● **DIRECTIONS**
If a line in the data holds the string "each", list it.

DATA FOR ANALYSIS section start

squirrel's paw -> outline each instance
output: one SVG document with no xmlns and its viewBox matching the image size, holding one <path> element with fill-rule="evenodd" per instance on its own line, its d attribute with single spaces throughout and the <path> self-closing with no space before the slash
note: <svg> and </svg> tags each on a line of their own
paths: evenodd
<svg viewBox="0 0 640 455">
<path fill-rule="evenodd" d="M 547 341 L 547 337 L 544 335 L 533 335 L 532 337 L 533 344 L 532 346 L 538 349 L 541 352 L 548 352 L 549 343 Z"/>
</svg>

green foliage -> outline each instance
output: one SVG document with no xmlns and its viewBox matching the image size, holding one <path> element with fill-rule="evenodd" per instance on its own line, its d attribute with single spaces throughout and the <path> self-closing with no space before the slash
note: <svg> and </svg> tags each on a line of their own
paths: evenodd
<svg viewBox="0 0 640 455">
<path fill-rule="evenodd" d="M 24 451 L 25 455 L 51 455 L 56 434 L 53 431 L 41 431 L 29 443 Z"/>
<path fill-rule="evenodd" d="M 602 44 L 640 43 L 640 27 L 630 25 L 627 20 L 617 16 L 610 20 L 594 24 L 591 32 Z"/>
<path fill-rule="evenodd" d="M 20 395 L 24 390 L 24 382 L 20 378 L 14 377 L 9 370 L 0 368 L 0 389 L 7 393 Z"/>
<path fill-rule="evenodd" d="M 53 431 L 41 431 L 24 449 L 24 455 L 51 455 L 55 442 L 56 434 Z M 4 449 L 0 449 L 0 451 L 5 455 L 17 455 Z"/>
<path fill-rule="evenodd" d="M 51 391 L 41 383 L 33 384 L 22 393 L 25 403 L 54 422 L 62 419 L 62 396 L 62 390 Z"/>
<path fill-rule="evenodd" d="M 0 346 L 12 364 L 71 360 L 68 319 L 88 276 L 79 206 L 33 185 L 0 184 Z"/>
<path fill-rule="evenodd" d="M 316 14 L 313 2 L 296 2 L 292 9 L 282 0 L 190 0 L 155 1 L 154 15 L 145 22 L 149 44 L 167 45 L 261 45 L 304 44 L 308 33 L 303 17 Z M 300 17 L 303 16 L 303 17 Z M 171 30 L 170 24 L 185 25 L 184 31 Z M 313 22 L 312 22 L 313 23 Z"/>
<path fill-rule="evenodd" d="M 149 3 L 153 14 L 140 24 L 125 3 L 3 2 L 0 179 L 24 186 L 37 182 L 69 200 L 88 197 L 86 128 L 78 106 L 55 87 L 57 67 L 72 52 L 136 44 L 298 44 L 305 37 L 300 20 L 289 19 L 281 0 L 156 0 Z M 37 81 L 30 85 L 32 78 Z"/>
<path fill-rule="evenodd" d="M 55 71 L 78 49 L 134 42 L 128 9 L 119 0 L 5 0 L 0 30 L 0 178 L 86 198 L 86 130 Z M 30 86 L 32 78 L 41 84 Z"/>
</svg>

DATA FOR ANALYSIS section end

● **RESPONSE AREA**
squirrel's paw -> outline each instance
note: <svg> and </svg> tags each on a line of their own
green foliage -> outline each instance
note: <svg> and </svg> tags each on a line of their own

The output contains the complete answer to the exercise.